SELECTED PASSAGE.

"""

The killing of Naresse Clouse, mother of four, was the stuff of nightmares. The pretty restaurant hostess was shot, stabbed, and left hanging in a rural barn, where some said she was meeting a lover. Three years later her killer has not been found, but no one in Sheffield, Mississippi, has forgotten her, including Sheriff Grover Bramlett....

Bramlett loves his wife of thirty-seven years, down-home cooking, painting watercolors, and his job. He keeps tabs on the country roads of Chakchiuma County, rich folks as well as poor, and the hot emotions that have sirens screaming in the night. But when a middle-aged salesman is gunned down, Bramlett is surprised to find the man had been asking about Naresse. That link sends Bramlett back over ground he'd covered before, unearthing a dirty little secret, digging deeper into witnesses' memories, and heading for the dangerous territory where race, passion, and hatred meet and a ruthless killer waits.

Editorial Reviews

Publishers Weekly - Publisher's Weekly
A white stranger enters the black cemetery near Sheffield, Miss., when Lizzie Clouse is visiting the grave of her mother, Naresse, who had been murdered three years earlier. Then the man, Rory Hornsly, is found shot to death near his rented apartment. Sheriff Grover Bramlett, in his engaging third adventure (A Homecoming for Murder) finds the names of Naresse, Lizzie and her sister Shamona on a notepad in the man's rooms and soon links his new case to Naresse's unsolved murder. Naresse's decades-long affair with an unknown man of Sheffield is the key to both deaths, but the few who know about that aren't interested in talking to Bramlett. Next, an old friend of Naresse's is murdered; then someone takes a shot at Shamona. Bramlett questions Naresse's widower, who may be out for revenge; a wealthy black businessman who loved Naresse; and the businessman's sister, who had been the girlfriend of Naresse's husband. A college professor, his famous photographer wife and even the local preacher may be involved. The easygoing Bramlett is dealing with family problems of his own, notably his frail mother who hates living in a nearby nursing home. Armistead writes convincingly about Southern small-town police work and race relationsand about the powerful family loyalties and barely buried hatreds that motivate his characters. (Aug.)

"""

EXERCISE TASKS.
a – According to the book description, how many years has Sheriff Grover Bramlett been married?
b – Render the records as a JSON list of strings, one string per line and no blank lines. Begin at the first line of the records and stop after the line that contains "[[195, 313], [143, 327]]".
The records that come next bear no relation to the book description.

Rows from a pointing dataset
"""

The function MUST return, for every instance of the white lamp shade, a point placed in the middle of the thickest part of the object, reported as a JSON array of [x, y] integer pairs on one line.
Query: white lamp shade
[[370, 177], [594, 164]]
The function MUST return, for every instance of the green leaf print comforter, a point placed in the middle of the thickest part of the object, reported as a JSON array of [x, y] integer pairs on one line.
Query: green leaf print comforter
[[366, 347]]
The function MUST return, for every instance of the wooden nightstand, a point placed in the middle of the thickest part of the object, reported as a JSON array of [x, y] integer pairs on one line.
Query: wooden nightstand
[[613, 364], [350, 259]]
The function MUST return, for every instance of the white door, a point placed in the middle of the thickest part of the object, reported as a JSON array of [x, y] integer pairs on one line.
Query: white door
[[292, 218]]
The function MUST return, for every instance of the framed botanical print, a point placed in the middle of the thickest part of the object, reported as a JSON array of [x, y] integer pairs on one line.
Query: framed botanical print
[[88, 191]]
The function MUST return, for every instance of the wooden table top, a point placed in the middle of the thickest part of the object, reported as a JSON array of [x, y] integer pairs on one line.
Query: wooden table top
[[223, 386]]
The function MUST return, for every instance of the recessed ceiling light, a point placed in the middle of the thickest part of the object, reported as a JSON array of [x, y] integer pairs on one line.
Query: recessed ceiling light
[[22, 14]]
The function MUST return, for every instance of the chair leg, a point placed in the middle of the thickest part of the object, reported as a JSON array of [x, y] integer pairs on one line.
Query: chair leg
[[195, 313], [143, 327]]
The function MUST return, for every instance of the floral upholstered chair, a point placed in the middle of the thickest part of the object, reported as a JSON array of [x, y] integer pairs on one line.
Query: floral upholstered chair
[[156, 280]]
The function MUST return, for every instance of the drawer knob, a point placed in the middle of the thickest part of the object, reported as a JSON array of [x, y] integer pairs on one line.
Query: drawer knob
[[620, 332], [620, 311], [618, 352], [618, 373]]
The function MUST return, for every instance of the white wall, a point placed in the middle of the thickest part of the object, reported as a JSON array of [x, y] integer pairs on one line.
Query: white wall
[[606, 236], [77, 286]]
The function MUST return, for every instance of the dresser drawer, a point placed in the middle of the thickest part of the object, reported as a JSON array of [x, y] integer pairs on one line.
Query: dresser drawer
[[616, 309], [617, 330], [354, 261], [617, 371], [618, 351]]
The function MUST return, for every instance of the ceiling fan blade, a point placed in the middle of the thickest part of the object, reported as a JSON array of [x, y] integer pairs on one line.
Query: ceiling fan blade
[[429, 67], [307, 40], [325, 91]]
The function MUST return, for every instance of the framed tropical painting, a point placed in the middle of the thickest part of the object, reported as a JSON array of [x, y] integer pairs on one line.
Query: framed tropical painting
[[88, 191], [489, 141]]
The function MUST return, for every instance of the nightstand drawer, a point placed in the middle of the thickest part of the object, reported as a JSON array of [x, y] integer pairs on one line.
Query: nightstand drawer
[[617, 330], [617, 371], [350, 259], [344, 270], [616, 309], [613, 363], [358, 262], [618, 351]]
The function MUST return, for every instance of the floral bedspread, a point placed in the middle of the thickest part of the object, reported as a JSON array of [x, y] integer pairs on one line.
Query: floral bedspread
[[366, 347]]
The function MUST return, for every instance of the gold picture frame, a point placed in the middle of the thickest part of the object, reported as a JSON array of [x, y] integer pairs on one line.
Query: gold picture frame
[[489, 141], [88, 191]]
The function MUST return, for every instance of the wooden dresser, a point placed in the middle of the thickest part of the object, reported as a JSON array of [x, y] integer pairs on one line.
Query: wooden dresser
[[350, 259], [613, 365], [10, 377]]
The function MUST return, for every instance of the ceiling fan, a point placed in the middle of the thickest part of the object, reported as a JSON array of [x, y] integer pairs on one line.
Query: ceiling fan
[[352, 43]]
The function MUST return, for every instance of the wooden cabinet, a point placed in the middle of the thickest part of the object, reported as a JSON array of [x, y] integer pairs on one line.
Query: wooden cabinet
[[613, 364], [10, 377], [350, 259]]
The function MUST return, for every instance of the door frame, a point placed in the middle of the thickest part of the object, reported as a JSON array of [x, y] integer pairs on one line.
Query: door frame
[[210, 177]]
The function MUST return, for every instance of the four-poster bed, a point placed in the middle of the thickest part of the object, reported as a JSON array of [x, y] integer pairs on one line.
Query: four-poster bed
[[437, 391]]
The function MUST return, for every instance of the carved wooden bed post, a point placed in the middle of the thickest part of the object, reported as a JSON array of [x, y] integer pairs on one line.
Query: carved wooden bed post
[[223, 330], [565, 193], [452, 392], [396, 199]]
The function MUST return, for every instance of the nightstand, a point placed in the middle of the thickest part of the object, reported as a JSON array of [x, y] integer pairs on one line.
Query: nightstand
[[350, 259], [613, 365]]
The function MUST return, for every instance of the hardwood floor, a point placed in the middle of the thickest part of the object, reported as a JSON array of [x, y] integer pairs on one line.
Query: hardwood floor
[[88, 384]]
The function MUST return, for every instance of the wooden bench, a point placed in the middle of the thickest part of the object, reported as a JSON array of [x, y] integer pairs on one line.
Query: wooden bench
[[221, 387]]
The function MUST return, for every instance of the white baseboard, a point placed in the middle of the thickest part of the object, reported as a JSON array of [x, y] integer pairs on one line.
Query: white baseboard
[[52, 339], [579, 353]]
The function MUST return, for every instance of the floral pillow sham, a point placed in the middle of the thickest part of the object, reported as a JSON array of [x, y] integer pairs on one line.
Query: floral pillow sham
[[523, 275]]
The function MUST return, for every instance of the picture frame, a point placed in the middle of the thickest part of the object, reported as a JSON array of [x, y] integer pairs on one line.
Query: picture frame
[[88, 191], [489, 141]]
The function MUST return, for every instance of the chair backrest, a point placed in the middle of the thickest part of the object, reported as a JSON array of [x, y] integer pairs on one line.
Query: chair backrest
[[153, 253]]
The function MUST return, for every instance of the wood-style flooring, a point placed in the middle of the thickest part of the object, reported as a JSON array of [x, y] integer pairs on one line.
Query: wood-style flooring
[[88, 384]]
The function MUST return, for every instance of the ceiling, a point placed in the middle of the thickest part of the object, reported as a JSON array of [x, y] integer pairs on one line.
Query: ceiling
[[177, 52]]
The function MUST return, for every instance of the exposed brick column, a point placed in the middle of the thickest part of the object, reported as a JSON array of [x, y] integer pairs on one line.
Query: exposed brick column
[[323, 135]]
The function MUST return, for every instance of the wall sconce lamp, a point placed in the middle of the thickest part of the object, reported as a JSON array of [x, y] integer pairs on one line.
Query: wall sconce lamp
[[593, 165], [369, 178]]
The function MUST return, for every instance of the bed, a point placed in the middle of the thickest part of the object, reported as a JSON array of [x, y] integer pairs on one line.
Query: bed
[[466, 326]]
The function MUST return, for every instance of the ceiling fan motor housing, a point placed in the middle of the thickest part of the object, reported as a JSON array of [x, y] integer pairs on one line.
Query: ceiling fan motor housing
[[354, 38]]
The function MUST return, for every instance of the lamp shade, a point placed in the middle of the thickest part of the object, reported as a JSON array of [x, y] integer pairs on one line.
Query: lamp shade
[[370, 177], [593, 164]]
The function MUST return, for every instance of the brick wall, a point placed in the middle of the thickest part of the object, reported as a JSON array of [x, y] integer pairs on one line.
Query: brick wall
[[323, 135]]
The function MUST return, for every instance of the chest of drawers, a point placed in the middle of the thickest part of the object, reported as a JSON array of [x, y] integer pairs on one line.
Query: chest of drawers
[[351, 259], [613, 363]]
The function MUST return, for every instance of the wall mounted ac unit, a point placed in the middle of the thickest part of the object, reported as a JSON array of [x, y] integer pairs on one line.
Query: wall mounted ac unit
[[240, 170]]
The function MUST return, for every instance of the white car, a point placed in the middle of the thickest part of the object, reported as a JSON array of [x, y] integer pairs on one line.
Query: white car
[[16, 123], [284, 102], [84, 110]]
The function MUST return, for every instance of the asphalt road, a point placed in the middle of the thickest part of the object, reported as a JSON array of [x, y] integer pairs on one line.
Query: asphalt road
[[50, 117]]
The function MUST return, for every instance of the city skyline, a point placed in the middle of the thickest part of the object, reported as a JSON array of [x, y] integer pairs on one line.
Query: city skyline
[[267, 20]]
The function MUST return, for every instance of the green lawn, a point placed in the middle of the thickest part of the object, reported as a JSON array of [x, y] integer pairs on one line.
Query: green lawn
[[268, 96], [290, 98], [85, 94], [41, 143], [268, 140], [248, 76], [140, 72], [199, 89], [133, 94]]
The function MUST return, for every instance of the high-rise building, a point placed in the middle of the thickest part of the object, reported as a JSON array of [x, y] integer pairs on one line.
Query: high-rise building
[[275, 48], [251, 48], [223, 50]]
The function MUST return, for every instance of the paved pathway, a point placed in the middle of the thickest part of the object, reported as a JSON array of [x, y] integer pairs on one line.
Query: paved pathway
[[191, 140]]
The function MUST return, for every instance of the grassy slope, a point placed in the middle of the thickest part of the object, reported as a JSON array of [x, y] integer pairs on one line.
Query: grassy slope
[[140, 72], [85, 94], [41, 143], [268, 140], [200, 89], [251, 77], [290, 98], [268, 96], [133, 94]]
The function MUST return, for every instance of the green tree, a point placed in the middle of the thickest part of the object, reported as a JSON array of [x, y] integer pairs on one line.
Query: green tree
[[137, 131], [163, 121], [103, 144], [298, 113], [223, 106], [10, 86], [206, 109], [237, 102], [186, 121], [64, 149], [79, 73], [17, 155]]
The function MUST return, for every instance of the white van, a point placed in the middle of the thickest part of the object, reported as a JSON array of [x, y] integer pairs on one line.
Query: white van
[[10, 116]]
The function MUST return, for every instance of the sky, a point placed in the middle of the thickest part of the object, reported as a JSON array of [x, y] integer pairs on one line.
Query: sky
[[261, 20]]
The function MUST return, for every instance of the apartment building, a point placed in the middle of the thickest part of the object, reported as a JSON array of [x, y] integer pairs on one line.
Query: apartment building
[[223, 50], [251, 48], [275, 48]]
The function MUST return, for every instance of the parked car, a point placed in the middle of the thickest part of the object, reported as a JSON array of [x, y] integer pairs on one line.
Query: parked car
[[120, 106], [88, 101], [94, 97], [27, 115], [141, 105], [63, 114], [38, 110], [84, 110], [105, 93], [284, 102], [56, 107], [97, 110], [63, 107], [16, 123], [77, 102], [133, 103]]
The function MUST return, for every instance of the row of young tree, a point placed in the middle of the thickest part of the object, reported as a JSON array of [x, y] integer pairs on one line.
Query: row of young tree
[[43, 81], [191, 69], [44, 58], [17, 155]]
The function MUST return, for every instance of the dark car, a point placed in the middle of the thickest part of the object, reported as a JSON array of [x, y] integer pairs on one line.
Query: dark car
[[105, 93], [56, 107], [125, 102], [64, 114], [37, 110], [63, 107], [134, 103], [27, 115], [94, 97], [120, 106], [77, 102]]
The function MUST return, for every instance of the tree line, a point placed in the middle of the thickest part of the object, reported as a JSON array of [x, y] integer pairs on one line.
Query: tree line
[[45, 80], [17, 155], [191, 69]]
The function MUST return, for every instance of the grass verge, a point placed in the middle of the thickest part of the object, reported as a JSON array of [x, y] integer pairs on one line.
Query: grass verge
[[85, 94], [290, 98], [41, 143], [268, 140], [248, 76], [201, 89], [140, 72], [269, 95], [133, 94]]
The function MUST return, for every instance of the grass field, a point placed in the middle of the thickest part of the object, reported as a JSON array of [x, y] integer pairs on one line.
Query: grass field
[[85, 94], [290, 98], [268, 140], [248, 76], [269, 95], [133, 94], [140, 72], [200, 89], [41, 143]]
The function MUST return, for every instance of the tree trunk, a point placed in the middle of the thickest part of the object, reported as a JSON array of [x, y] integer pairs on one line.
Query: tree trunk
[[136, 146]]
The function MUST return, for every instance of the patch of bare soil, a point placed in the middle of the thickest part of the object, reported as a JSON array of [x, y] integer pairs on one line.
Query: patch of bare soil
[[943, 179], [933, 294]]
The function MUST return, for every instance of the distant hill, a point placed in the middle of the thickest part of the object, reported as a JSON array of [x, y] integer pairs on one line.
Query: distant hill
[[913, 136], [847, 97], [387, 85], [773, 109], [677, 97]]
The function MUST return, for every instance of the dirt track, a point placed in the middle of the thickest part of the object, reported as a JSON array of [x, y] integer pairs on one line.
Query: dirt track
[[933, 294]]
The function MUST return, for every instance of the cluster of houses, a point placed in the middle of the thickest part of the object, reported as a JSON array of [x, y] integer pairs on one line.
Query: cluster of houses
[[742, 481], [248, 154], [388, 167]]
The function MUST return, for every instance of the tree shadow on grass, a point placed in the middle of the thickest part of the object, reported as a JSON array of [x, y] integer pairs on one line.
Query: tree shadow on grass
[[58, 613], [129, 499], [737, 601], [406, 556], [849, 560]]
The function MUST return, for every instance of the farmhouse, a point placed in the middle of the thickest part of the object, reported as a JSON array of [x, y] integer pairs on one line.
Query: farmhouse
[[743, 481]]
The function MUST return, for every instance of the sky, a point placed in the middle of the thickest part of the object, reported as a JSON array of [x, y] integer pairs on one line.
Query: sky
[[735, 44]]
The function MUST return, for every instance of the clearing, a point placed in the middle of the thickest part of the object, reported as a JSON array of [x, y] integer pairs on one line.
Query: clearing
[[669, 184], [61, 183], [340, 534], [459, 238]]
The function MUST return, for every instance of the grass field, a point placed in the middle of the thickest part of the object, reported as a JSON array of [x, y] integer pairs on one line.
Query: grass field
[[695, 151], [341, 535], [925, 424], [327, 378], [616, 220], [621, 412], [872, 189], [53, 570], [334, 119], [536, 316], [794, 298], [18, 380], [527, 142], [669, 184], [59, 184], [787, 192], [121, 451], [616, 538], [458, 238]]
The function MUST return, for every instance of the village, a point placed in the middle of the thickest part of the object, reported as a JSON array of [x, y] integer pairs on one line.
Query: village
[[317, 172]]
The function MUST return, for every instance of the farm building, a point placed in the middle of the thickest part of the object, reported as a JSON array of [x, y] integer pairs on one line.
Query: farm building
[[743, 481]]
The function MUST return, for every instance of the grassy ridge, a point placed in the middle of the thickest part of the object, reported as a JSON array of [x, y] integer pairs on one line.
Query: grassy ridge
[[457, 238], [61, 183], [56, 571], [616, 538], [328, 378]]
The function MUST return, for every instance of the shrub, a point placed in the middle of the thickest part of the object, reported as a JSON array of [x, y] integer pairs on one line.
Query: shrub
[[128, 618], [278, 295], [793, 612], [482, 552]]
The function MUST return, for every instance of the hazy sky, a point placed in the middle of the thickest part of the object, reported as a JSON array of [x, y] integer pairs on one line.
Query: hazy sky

"""

WORKED SOLUTIONS.
a – Thirty-seven years.

b –
[
  "The function MUST return, for every instance of the white lamp shade, a point placed in the middle of the thickest part of the object, reported as a JSON array of [x, y] integer pairs on one line.",
  "Query: white lamp shade",
  "[[370, 177], [594, 164]]",
  "The function MUST return, for every instance of the green leaf print comforter, a point placed in the middle of the thickest part of the object, reported as a JSON array of [x, y] integer pairs on one line.",
  "Query: green leaf print comforter",
  "[[366, 347]]",
  "The function MUST return, for every instance of the wooden nightstand, a point placed in the middle of the thickest part of the object, reported as a JSON array of [x, y] integer pairs on one line.",
  "Query: wooden nightstand",
  "[[613, 364], [350, 259]]",
  "The function MUST return, for every instance of the white door, a point placed in the middle of the thickest part of the object, reported as a JSON array of [x, y] integer pairs on one line.",
  "Query: white door",
  "[[292, 218]]",
  "The function MUST return, for every instance of the framed botanical print, a point placed in the middle of the thickest part of the object, reported as a JSON array of [x, y] integer pairs on one line.",
  "Query: framed botanical print",
  "[[88, 191]]",
  "The function MUST return, for every instance of the wooden table top, a point placed in the middle of the thickest part of the object, reported as a JSON array of [x, y] integer pairs on one line.",
  "Query: wooden table top",
  "[[223, 386]]",
  "The function MUST return, for every instance of the recessed ceiling light, a point placed in the middle of the thickest part of the object, reported as a JSON array of [x, y] integer pairs on one line.",
  "Query: recessed ceiling light",
  "[[22, 14]]",
  "The function MUST return, for every instance of the chair leg, a point placed in the middle of the thickest part of the object, reported as a JSON array of [x, y] integer pairs on one line.",
  "Query: chair leg",
  "[[195, 313], [143, 327]]"
]